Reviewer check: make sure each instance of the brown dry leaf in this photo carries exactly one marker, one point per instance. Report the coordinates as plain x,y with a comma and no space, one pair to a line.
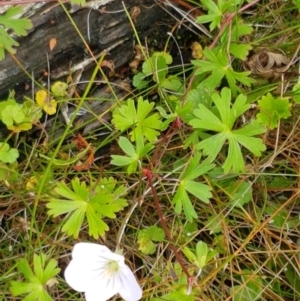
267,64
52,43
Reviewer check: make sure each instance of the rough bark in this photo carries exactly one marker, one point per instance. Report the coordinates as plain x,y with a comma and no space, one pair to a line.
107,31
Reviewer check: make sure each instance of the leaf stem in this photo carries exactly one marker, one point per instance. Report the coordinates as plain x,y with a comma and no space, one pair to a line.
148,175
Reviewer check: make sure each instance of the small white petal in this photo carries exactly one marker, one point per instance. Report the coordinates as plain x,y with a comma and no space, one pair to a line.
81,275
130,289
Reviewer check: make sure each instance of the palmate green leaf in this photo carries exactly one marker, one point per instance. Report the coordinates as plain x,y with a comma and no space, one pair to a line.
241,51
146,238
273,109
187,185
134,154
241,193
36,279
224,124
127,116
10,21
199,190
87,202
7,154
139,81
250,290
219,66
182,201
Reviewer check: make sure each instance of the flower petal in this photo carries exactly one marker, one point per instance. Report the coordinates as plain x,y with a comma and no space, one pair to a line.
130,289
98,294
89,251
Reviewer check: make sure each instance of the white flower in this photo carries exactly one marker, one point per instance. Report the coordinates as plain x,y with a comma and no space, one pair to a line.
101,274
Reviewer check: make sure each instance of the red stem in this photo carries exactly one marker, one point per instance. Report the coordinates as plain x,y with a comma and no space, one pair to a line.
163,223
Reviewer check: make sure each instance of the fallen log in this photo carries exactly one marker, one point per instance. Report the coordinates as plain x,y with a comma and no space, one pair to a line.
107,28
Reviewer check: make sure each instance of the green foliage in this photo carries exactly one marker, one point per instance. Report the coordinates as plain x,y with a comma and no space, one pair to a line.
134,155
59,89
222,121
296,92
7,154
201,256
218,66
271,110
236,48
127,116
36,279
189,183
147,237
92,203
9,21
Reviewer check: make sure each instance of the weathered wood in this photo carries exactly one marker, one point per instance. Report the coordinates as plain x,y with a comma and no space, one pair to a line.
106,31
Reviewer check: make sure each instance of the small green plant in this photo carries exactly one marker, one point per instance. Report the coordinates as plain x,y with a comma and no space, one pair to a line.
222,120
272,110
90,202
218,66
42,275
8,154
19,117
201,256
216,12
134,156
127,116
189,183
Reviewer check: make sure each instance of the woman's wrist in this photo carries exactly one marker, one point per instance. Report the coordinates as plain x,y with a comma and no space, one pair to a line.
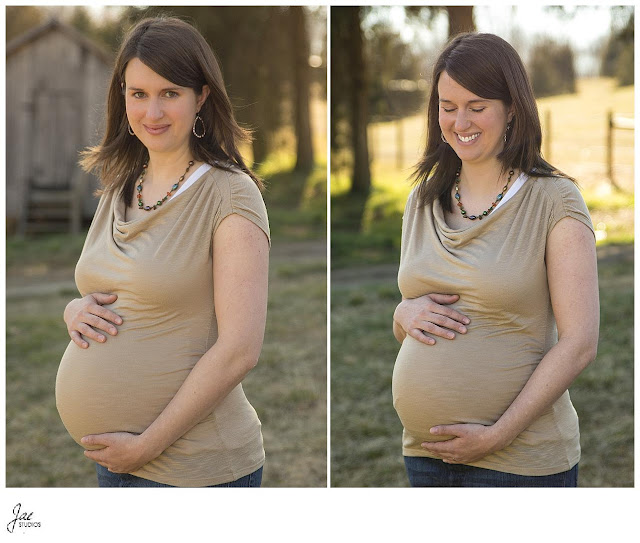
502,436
----------
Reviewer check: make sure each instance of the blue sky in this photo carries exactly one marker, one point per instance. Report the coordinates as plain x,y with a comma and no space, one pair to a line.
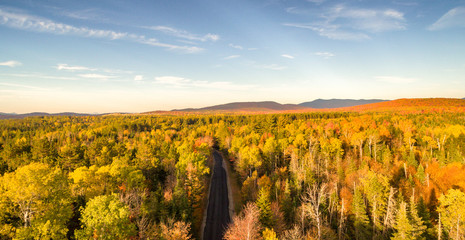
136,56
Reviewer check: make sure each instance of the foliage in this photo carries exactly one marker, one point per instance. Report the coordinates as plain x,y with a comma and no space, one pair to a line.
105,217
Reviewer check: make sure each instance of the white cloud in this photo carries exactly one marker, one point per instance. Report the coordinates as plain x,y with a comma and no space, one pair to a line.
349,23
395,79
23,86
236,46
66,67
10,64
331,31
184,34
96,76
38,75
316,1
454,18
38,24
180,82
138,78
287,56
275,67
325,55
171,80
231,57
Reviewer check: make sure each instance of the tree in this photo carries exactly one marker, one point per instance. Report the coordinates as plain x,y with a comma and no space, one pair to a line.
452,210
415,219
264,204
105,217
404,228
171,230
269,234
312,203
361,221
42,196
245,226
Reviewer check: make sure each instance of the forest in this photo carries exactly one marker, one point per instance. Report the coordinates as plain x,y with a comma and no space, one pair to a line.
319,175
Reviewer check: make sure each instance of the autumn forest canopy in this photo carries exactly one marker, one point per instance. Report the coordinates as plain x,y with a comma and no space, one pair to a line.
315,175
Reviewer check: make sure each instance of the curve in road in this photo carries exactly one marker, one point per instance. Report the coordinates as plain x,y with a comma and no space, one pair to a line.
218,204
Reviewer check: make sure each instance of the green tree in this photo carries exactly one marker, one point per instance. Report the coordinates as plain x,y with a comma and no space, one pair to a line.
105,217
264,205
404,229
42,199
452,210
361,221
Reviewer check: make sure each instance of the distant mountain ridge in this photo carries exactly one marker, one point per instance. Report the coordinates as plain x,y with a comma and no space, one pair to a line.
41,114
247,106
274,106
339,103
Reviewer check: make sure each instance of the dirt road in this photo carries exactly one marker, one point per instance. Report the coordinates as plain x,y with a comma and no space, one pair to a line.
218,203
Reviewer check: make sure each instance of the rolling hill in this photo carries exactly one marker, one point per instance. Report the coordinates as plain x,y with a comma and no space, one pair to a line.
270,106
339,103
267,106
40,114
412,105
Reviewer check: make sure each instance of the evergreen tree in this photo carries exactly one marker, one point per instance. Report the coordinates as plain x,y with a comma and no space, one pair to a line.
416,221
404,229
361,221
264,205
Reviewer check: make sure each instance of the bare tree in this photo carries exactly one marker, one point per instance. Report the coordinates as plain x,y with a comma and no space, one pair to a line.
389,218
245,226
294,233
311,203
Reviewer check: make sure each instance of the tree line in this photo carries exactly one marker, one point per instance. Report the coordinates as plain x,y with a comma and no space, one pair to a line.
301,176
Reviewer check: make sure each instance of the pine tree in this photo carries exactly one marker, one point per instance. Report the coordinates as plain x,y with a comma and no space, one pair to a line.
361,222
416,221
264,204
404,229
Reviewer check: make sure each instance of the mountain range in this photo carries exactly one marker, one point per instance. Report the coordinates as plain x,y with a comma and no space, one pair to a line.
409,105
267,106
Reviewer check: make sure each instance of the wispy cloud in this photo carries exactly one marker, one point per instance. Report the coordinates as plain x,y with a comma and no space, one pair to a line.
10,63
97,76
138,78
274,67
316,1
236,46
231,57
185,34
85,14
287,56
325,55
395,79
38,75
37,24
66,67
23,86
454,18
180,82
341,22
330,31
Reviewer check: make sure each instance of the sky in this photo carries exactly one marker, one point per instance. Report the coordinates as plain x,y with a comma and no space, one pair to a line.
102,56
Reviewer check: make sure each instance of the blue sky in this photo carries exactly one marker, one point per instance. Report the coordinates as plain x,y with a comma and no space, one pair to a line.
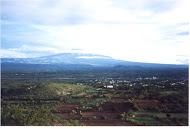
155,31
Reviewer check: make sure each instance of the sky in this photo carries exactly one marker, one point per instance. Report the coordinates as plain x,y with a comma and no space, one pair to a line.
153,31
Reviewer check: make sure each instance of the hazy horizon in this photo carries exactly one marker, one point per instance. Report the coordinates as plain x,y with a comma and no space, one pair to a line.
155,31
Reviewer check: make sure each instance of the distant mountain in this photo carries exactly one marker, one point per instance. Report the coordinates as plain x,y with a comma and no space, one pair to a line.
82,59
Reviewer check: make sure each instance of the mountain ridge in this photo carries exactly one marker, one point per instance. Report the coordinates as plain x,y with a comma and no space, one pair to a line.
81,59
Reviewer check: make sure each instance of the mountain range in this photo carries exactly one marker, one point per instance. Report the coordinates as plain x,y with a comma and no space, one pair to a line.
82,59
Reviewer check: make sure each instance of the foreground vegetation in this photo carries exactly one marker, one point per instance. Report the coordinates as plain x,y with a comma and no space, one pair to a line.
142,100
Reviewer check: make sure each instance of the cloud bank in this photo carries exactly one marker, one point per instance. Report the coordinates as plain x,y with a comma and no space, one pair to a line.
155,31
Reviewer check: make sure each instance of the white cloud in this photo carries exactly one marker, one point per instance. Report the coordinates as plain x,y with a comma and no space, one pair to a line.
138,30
----------
■ Aim
Pull out every line of the material above that contains the word "road". Case counts, so copy only lines where it matches exactly.

■ Task answer
Reviewer check: make sure each instance of the curve in road in this photo carries exactly one marker, one point per instance. Report the coordinates as plain x,y with a comma and no space, one pair to a line.
Reviewer check: make sure each instance of the dirt road in this photo carries exactly one marker, one point per instance. Report the coordinates as plain x,y with a comma and no space, one pair to a line.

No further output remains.